● Exercise details: For this exercise, restate the records word for word.
Provided entries: Begin
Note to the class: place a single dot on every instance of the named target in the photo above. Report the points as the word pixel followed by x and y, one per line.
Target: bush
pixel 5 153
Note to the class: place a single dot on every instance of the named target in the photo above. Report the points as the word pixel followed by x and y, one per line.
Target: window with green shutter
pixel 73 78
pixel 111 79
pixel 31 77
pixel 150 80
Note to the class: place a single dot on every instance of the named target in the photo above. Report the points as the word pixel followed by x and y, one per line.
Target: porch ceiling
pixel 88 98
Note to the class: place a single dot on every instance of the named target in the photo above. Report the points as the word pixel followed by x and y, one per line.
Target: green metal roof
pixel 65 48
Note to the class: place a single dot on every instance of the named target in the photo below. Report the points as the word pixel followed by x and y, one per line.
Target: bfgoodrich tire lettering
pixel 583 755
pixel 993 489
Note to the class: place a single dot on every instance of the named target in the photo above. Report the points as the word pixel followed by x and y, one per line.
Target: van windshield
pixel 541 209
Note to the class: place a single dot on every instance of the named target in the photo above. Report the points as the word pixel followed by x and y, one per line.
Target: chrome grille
Provided entries: End
● Finished exercise:
Note to the class: place a single dot on every instance of the named target in the photo above. Report the points as the word pixel followed by x and y, one per line.
Target: bush
pixel 5 153
Note to the class: place a single dot on every instance of the named target in the photo above. Report the points as the word pixel followed by x and y, one per line.
Target: window with green shutter
pixel 73 78
pixel 111 79
pixel 31 77
pixel 150 80
Note to the class: place a single dot on every instance of the named target in the photo above. Report the points as the word pixel followed by x and y, one per line.
Target: porch ceiling
pixel 88 98
Note to the class: place a single dot on every instance of the named target in the photo above. Report the points as the word pixel followed by x and y, one per line.
Target: green metal roof
pixel 65 48
Note to the class: place a single dot on every instance of the named target in the photo below. Report the points as the word pixel followed by x and y, one per line.
Target: bfgoodrich tire lettering
pixel 583 755
pixel 993 489
Note to the class: place a single dot on every instance of the named target in the photo above. Report the points as the word pixel followed by x and y, one per line.
Target: van windshield
pixel 541 209
Note to the class: place a single dot on every instance of the named target in the photo above. Report the points as the word pixel followed by x and y, one per line.
Target: chrome grille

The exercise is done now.